GIVEN REQUEST –
Copy the records below without the pictures, swapping "drop a marker" for "place a pin" throughout and leaving everything else unchanged.

Location identification records –

_ _ _ _ _ _ _

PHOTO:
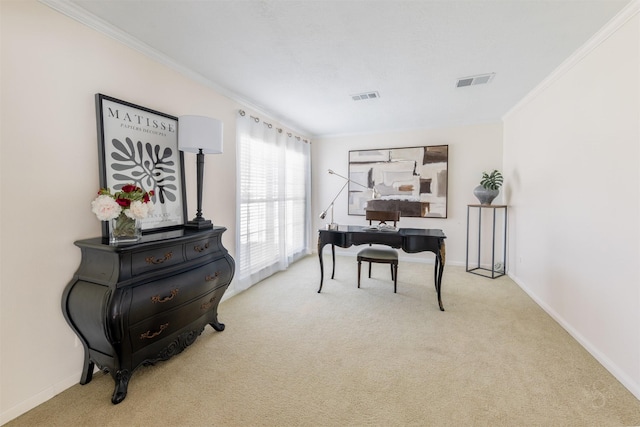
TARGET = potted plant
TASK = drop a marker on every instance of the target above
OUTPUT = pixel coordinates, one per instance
(489, 187)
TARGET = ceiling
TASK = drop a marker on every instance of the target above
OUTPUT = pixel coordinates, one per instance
(300, 61)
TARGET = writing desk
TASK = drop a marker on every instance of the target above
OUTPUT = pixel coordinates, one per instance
(410, 240)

_ _ _ _ _ _ _

TASK RESPONSE –
PHOTO:
TARGET = potted plant
TASK = place a pin on every instance of the target above
OUTPUT = pixel coordinates, one per instance
(489, 187)
TARGET = ceiling
TASK = place a pin on every instance of the target above
OUTPUT = pixel coordinates, one per instance
(300, 61)
TARGET = writing desk
TASK = place a pin on every instance of the target above
OUTPUT = pixel coordinates, one per instance
(410, 240)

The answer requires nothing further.